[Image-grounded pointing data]

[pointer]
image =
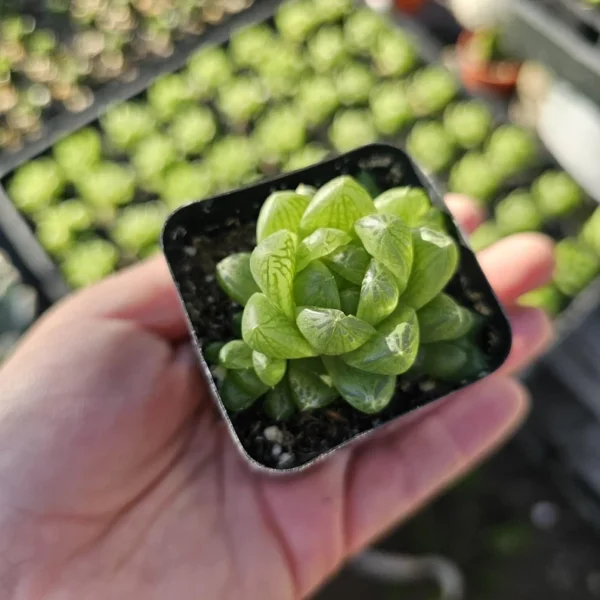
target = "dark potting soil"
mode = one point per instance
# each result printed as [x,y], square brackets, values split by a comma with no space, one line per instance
[306,435]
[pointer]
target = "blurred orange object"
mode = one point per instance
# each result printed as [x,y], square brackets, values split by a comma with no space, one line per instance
[497,76]
[410,6]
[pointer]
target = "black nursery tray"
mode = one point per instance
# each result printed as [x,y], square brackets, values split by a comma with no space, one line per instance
[59,122]
[198,236]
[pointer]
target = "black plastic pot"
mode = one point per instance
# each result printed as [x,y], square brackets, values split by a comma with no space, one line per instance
[198,235]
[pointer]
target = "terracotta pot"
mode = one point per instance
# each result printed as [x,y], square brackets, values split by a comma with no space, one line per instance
[410,6]
[498,77]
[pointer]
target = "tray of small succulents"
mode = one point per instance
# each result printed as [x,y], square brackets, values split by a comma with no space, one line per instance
[62,60]
[316,78]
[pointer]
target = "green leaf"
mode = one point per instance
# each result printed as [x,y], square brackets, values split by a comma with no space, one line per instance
[378,295]
[338,204]
[279,402]
[316,286]
[273,266]
[248,381]
[281,210]
[233,396]
[393,350]
[211,352]
[236,355]
[366,392]
[266,329]
[407,203]
[435,263]
[311,387]
[235,278]
[331,332]
[306,190]
[387,239]
[322,242]
[269,370]
[453,361]
[349,300]
[350,262]
[443,319]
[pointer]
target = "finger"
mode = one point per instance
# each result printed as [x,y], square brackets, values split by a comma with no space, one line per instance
[466,212]
[396,475]
[332,511]
[518,264]
[532,334]
[144,293]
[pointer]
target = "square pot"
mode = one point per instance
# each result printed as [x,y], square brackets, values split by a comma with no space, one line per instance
[197,236]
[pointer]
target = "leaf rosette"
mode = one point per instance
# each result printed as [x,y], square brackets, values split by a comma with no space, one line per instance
[343,295]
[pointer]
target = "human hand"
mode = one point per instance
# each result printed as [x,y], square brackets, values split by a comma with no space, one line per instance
[119,481]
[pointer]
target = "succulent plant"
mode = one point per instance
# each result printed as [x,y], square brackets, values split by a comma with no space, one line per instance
[152,156]
[547,298]
[590,234]
[511,150]
[327,11]
[474,176]
[250,46]
[576,266]
[56,226]
[557,194]
[105,187]
[410,204]
[431,90]
[326,49]
[394,53]
[300,350]
[517,213]
[209,69]
[431,146]
[390,107]
[231,160]
[485,235]
[317,99]
[469,123]
[306,156]
[354,84]
[279,132]
[185,182]
[351,129]
[295,20]
[241,100]
[36,184]
[138,227]
[362,28]
[283,70]
[89,262]
[127,124]
[193,129]
[169,94]
[78,152]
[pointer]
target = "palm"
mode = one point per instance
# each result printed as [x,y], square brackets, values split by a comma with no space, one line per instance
[124,483]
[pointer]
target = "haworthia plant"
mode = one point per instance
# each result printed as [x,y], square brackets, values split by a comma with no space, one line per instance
[342,295]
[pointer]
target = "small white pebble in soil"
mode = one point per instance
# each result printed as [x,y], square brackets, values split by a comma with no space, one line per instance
[545,515]
[273,434]
[285,460]
[276,451]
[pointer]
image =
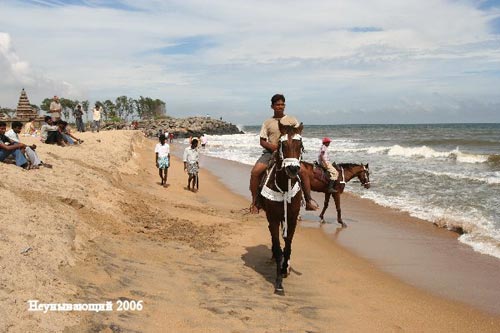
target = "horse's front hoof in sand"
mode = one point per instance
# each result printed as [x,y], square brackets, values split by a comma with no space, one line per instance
[285,269]
[278,288]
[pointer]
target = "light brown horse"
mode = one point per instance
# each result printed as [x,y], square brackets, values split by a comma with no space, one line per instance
[347,171]
[281,198]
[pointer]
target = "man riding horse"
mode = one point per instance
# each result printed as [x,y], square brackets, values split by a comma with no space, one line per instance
[269,138]
[324,161]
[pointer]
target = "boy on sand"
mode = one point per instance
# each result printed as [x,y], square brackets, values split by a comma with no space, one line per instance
[162,152]
[191,165]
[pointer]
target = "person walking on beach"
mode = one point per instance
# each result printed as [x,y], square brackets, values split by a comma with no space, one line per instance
[204,140]
[162,152]
[55,109]
[96,117]
[191,164]
[269,138]
[324,161]
[78,113]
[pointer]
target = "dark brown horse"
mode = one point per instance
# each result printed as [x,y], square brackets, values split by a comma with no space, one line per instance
[281,198]
[347,171]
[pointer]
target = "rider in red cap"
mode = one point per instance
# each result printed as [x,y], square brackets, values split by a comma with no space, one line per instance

Exercise directions: Each line of the data that has the string "leaf" should be returned.

Written solution:
target = "green leaf"
target = "leaf rosette"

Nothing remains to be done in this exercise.